WHAT THE TASK REQUIRES
The answer is the data repeated in full, with no pictures included.

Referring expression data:
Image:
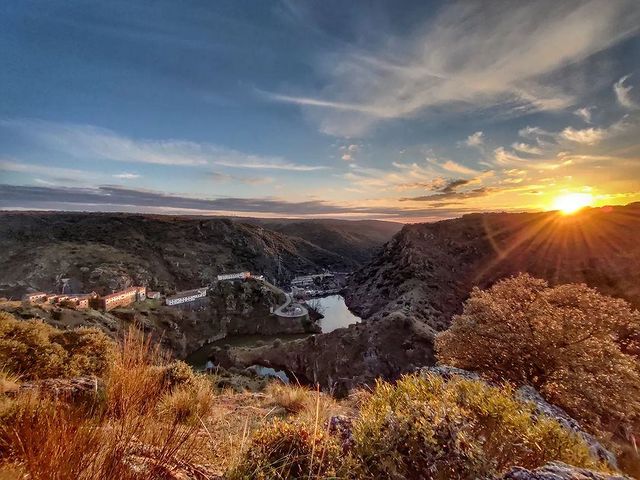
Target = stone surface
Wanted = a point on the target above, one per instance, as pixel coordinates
(530, 394)
(559, 471)
(542, 407)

RESPONSE TO THE EXERCISE
Image:
Target = stone surface
Wanted = a point on the target above, one per instance, as pixel coordinates
(530, 394)
(559, 471)
(542, 407)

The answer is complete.